• **Source**
## START
Psychological Safety in the Home For Teenagers.

Recently, I've been spending some time watching a television series titled 'Intervention'. It is a documentary series designed to show the impact of substance abuse on people, some of whom are teenagers and mostly youths.

In each episode I watched, I tried to narrow my focus to what could have led to this young girl or boy picking up this habit that later grew into an addiction that has now brought the whole family to its knees.

During my research, I discovered, amongst other things, something that stood out which can be best captured as the lack of “Psychological Safety" in the home. Home, they say is where the heart is. This phrase means that in an ideal situation, your family and home always stand out as your number one place of solace, refuge, and support. And to this, I am adding psychological safety.

What is Psychological Safety

According to Amy Edmondson, a Professor of Leadership and Management at Harvard Business School, Psychological Safety is an environment (or in this case a home) where everyone believes that candor is welcomed. Other words for candor will be honesty, truthfulness, and sincerity, just to mention a few. Dr. Amy went on further to explain that lack of psychological safety in an environment can lead to apathy and unexplainable anxiety, which are two ingredients that teenagers do not react very well to.

Now, because I am tailoring this to the home or the family unit, I will redefine a home with Psychological Safety to be one where the entire family or stakeholders in the family, believe that sincerity, truthfulness, and honesty are always welcome. The perception and assumption amongst all family members in the home is one that every member of the family knows beyond every reasonable and unreasonable doubt that our home is a safe place to fail, share your struggles, make mistakes, and ask questions that can lead to learning.
## END
• **Available data**
## START
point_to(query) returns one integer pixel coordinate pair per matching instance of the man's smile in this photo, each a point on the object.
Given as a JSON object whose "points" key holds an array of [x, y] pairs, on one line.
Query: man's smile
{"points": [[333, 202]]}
## END
• **Task statement**
Pick up the piece on psychological safety in the home for teenagers after its last sentence and carry it forward.

• **Expected output**
With psychological safety, every member of the family knows for sure that in our home, we are safe to bring our victories, our setbacks, our scandals, our struggles, secrets, and so on, with the assurance that the information shared and opinions we give would not be used against us in any way. It will serve as feedback with which the family channels its efforts towards a stronger family bond.

The Temporary Disconnection


Research has shown that there is a certain phase in a teenager’s life where they tend to disconnect emotionally from their parents and transfer that connection to another adult outside the home, one they see as their role model due to certain values or traits, in line with what makes each teen unique. (Baumeister & Tice, 1986; Twenge, 2006).

This is a trying time for teens and young adults as they embark on the journey of self-discovery, which may involve questioning family values and wanting to go out there and make their own mistakes. For the boys, this translates as going out there to ‘be a man'. And these days it really does not have too much to do with age; it is more about exposure and experience as the number of teenagers who are dollar millionaires keeps increasing thanks to the opportunities that various social media platforms offer. Parents must make sure they have more than their words to offer teenagers during this time. It must be something more and that is where having psychological safety in the home becomes particularly important.

In my few years of working as a teen coach and mentor, where I have had the privilege of playing the role of an ‘outside’ connection, I have always maintained that the role of parents in raising their teenagers is so important that a wrong perception along the lines of trust, truthfulness or psychological safety in the home, can lead to a long, tumultuous journey of fights, push-back, rebellion, and addiction if not properly managed.

As a teen mentor, my work is not to parent a teenager, nor is it to direct parents on how to parent their teens. Rather, it is more of being and building a bridge between teens and parents, using the feedback from both parties, as a support tool for the journey ahead.

The Intervention TV Series

In one of the Intervention episodes I watched, the subject, a young woman and an alcoholic who needed help explained how her parents were just putting up a facade for the cameras, trying to pretend they really cared about her. She told the interventionist how for the past 10 years she had tried to communicate to her parents how their actions were pushing her away and they just would not listen to her. In trying to cope with this feeling of neglect at a crucial time in her life, she took to alcohol and later ended up an alcoholic, bringing the whole family to its knees as she almost lost her life. Now, because the cameras are on, her parents are acting like they really care for her. When this feedback was given to her parents, they felt she was just being delusional.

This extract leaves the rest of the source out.